* DATASET:
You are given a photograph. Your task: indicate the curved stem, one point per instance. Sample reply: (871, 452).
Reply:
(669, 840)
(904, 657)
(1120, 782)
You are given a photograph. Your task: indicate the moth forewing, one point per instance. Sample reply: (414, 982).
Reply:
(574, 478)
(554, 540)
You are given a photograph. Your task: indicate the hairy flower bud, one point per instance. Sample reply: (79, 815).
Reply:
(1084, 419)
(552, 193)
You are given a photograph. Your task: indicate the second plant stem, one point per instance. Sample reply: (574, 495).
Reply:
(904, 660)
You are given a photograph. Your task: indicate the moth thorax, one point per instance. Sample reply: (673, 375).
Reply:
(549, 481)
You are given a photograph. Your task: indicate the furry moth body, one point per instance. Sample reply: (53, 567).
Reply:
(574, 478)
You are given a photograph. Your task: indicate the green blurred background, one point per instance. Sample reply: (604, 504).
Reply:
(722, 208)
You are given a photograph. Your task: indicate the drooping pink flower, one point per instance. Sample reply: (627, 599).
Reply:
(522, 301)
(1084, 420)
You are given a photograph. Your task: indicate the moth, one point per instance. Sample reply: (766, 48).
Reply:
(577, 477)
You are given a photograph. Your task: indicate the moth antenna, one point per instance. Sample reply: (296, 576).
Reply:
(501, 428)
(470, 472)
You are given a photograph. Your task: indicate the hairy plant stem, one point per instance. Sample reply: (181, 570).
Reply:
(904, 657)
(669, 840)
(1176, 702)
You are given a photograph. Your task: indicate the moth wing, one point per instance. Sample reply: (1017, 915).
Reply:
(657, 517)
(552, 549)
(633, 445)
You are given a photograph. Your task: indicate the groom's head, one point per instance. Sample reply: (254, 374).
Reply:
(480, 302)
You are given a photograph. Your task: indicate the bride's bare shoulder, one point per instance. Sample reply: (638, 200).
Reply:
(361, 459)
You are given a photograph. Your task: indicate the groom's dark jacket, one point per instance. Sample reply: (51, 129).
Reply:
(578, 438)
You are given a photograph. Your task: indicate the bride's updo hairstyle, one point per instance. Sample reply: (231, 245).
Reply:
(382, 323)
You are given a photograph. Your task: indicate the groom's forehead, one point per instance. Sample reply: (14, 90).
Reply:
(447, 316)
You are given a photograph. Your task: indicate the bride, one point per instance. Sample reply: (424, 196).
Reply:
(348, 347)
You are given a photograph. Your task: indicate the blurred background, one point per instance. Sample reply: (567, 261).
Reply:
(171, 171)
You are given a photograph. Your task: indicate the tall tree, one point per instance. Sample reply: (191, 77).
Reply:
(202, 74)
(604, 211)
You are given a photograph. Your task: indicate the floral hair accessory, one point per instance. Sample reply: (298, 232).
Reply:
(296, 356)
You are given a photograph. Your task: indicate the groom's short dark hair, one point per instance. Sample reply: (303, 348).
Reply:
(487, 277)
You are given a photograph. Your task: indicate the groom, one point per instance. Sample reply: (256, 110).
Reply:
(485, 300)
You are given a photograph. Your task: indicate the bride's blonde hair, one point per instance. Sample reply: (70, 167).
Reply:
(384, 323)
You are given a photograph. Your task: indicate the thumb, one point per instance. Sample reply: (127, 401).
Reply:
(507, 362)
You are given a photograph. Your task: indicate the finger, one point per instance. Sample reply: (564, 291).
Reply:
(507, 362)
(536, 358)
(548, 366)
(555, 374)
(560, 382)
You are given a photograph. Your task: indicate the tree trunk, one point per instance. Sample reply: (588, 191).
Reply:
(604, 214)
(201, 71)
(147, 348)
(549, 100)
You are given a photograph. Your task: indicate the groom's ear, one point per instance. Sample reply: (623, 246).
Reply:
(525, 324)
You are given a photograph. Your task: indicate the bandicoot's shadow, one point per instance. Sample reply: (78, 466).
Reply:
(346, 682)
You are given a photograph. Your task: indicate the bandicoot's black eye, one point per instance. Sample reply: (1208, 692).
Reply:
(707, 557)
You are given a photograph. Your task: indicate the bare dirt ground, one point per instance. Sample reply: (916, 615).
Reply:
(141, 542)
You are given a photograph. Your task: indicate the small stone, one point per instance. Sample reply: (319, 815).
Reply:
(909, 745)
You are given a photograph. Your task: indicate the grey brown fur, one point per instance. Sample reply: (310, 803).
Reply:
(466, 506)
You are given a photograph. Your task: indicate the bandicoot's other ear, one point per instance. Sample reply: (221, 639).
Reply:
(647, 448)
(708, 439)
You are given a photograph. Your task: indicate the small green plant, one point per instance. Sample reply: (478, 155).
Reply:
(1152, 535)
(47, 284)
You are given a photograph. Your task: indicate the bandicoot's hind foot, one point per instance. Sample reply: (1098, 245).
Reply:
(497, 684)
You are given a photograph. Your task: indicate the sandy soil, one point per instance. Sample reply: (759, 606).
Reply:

* SET TASK:
Output exactly the lines between the one containing "You are given a photograph. Your task: indicate the bare" and the final line above, both inclusive.

* TASK RESULT:
You are given a photograph. Your task: indicate the bare dirt ground, one point per instance. Sample reply: (916, 615).
Reply:
(141, 542)
You are given a photograph. Your task: indicate the small stone, one point per instance. Sample reply: (319, 815).
Reply:
(909, 745)
You are given a photograph. Your task: indicate the grey brown fur, one point per instance. Sample reply: (310, 803).
Reply:
(466, 506)
You are given a photograph. Your task: indicate the bandicoot's other ear, one point per instance. Sample reply: (221, 639).
Reply:
(647, 448)
(708, 439)
You are given a photograph. Your task: indicate the small green plant, one point per instance. Sample reply: (478, 155).
Reply:
(1152, 535)
(47, 284)
You are given a photograph. Your task: indicate the bandicoot's hind foot, one point per instance. Sample reply: (1098, 245).
Reply:
(497, 684)
You are given a photograph. Your task: indicate the sandy soil, one point per instance. Sample reply: (759, 606).
Reply:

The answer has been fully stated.